» WHAT YOU SHOULD DO
Quote the records below word for word, with the pictures omitted.

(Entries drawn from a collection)
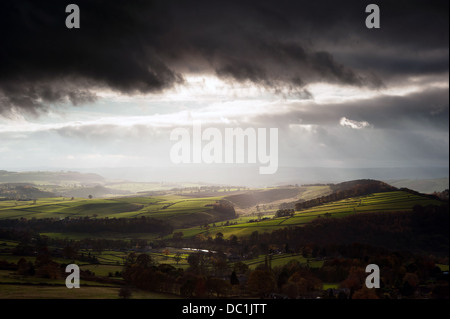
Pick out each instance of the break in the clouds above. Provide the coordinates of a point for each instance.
(149, 46)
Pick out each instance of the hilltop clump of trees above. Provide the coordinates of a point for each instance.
(22, 191)
(142, 224)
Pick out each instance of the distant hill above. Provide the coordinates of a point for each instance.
(256, 197)
(426, 186)
(96, 191)
(347, 190)
(56, 178)
(22, 192)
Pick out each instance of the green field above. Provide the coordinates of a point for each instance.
(377, 202)
(176, 209)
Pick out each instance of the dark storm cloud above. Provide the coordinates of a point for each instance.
(147, 46)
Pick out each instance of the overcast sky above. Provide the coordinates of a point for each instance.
(109, 94)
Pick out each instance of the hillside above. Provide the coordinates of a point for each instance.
(24, 191)
(385, 202)
(50, 178)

» REPLY
Pick out each instance of the break in the clouds above. Provide the coordinates of a point for each instance.
(149, 46)
Pick out each instance of the hilltop clump of trees above. Provide the coordinates of a point for each instance.
(22, 191)
(142, 224)
Pick out each instance of the distant hill above. Provide the coordinates of a point for each instance.
(256, 197)
(426, 186)
(96, 191)
(347, 190)
(56, 178)
(22, 192)
Pick out each instance of the green field above. Provide the coordinates of a point for each instance.
(377, 202)
(176, 209)
Pick out each instance of the dark storm cloud above. Provide the coordinates of a point for each instance.
(147, 46)
Pick out each instance of the overcast sky above. Provide the coordinates of a point for each instance.
(109, 94)
Pick out each instance of the hillside above. Provide the coordinates of a point for each instance.
(24, 191)
(385, 202)
(50, 178)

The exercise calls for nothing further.